--- start of Provided material ---

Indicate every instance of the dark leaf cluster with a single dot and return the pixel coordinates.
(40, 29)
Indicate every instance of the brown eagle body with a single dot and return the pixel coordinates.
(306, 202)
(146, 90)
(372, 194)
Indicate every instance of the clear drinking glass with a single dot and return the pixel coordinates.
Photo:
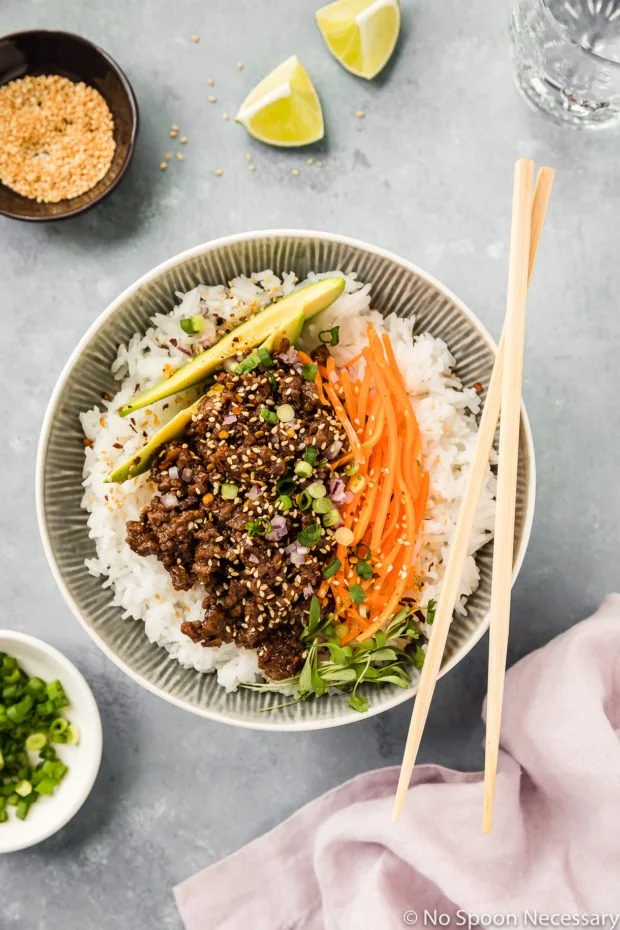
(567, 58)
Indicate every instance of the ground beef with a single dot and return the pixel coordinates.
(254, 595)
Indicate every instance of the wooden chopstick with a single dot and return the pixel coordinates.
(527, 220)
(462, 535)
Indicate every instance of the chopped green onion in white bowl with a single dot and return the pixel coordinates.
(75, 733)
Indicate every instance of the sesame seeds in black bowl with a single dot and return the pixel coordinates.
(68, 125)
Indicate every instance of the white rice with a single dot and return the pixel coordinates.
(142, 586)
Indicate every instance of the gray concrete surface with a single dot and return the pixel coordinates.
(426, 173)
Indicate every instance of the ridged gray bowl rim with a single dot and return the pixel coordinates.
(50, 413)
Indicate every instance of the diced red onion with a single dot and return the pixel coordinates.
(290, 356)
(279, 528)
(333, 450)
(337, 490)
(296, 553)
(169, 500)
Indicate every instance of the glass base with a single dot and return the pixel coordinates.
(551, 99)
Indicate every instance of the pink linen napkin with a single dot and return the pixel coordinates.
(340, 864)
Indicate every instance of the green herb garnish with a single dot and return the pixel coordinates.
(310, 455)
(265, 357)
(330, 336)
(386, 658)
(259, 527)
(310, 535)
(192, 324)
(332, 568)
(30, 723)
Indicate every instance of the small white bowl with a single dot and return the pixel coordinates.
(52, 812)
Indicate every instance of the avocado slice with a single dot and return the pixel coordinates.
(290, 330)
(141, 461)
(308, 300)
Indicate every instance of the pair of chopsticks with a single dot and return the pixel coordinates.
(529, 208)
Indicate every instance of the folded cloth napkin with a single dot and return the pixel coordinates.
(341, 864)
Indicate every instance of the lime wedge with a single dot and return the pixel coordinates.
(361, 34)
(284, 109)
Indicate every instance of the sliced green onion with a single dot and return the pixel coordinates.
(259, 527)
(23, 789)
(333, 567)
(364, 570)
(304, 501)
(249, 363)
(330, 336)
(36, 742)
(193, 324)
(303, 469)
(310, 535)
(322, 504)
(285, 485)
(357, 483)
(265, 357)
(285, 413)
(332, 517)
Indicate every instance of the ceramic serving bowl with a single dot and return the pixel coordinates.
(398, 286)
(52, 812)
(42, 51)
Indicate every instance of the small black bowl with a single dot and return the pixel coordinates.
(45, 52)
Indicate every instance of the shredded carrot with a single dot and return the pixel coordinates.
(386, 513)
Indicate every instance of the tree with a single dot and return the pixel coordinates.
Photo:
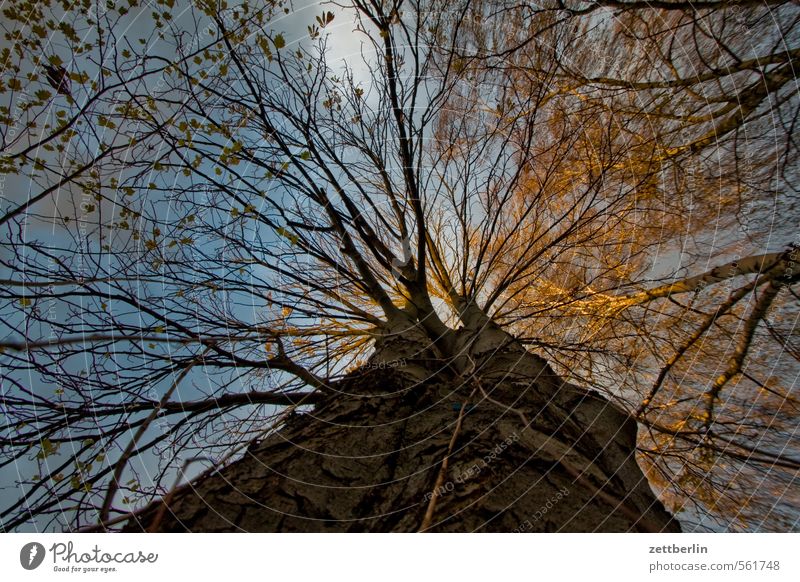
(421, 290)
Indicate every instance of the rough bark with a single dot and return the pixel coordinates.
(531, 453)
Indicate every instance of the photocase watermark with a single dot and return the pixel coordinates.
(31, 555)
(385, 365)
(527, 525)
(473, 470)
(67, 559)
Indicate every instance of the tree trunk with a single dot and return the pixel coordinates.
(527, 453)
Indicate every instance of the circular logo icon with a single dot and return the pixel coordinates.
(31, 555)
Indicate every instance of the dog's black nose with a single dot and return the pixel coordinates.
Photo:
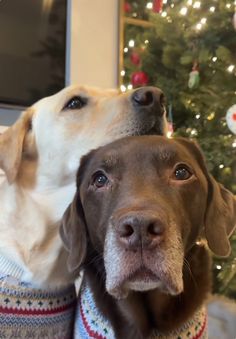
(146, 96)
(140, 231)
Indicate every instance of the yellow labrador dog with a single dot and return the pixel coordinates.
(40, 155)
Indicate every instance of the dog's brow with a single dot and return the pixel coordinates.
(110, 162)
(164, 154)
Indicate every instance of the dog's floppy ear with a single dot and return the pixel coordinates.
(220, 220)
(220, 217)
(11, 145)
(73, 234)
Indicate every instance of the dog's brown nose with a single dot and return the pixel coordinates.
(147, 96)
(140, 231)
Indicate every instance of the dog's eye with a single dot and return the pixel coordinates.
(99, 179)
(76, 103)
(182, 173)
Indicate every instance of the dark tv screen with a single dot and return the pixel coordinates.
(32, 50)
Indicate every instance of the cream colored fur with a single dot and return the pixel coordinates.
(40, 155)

--- end of Provided material ---

### [Exercise requirements]
Convert everything from the line containing "Indicate every instance of the yellow" down to the last line of the rows into a JSON list of strings, with one string per line and blank lines omitted.

### [Answer to the task]
[
  "Indicate every instance of the yellow labrador dog with a single dot and return the pixel coordinates.",
  "(40, 155)",
  "Indicate every instance of the dog's brow with a single dot and return the pixel coordinates.",
  "(110, 162)",
  "(164, 154)",
  "Indicate every instance of the dog's floppy ear with a single dot and return the pixel coordinates.",
  "(220, 220)",
  "(220, 217)",
  "(11, 145)",
  "(73, 234)",
  "Indicate every instance of the dog's brown nose with a single dot and return the pixel coordinates.",
  "(147, 96)",
  "(140, 231)",
  "Indicate every instance of the dog's eye with a single dot and return the pixel coordinates.",
  "(99, 179)",
  "(76, 103)",
  "(182, 173)",
  "Indicate every instance of the dark tv screen with a single dot and return the pixel coordinates.",
  "(32, 50)",
  "Indicate every instance of the cream colored fur with a single dot and return the pixel coordinates.",
  "(40, 155)"
]